**Texto:**
------------------------------------

Este relatório identifica três causas principais de fragmentação que contribuíram para diminuir o respeito aos direitos humanos online: restrições ao fluxo de notícias e informações, controlo estatal centralizado sobre a infraestrutura da Internet e barreiras às transferências internacionais de dados de utilizadores. Um número crescente de utilizadores só tem acesso a um espaço online que reflete as visões do seu Governo e os seus interesses.
Contudo, apesar do cenário negativo, um número recorde de 26 países tiveram melhorias na liberdade na Internet. Duas das maiores melhorias ocorreram na Gâmbia e no Zimbabué. A Islândia foi, mais uma vez, o país com melhor desempenho. Nos Estados Unidos, a liberdade na Internet melhorou ligeiramente pela primeira vez em seis anos.

------------------------------------

**Material de estudo:**
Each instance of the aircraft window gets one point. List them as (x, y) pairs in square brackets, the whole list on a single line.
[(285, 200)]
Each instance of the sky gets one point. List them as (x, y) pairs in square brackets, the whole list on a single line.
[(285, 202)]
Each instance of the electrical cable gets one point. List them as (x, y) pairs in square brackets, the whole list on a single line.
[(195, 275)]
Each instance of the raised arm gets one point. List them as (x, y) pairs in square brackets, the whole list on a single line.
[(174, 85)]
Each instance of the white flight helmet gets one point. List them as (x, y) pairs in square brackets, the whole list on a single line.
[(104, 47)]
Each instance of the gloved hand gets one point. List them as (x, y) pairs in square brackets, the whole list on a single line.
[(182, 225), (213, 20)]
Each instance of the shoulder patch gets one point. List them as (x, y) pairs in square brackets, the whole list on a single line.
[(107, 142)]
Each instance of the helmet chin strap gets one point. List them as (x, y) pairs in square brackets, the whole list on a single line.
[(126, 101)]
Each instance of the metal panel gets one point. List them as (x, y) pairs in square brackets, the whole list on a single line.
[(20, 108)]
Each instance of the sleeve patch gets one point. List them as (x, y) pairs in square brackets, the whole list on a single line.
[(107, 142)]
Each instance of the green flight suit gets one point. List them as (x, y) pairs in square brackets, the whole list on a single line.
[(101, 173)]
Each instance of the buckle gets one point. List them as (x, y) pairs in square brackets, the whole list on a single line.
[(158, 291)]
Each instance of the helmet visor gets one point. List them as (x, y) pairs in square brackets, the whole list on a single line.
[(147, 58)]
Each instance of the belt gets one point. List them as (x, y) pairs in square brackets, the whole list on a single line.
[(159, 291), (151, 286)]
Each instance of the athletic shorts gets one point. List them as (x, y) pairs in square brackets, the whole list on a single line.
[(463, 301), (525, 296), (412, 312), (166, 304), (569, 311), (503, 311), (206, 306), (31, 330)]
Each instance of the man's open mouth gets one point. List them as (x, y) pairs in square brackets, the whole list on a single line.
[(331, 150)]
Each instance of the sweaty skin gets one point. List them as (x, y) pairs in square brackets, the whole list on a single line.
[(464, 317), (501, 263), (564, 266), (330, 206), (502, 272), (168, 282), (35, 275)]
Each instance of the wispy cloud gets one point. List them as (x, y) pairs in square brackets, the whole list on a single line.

------------------------------------

**O que fazer:**
1/ Responda, a partir do texto sobre a liberdade na Internet:
(a) Quantas causas principais de fragmentação o relatório identifica?
(b) Quantos países tiveram melhorias na liberdade na Internet?
(c) Que país foi, mais uma vez, o de melhor desempenho?
2/ Repita, sem alterar nada, o trecho do texto sobre a liberdade na Internet entre "Este relatório identifica" e "em seis anos.", inclusive.
Responda apenas com base no texto.

**Respostas:**
1/
(a) Três.
(b) 26 países.
(c) A Islândia.

2/
Este relatório identifica três causas principais de fragmentação que contribuíram para diminuir o respeito aos direitos humanos online: restrições ao fluxo de notícias e informações, controlo estatal centralizado sobre a infraestrutura da Internet e barreiras às transferências internacionais de dados de utilizadores. Um número crescente de utilizadores só tem acesso a um espaço online que reflete as visões do seu Governo e os seus interesses.
Contudo, apesar do cenário negativo, um número recorde de 26 países tiveram melhorias na liberdade na Internet. Duas das maiores melhorias ocorreram na Gâmbia e no Zimbabué. A Islândia foi, mais uma vez, o país com melhor desempenho. Nos Estados Unidos, a liberdade na Internet melhorou ligeiramente pela primeira vez em seis anos.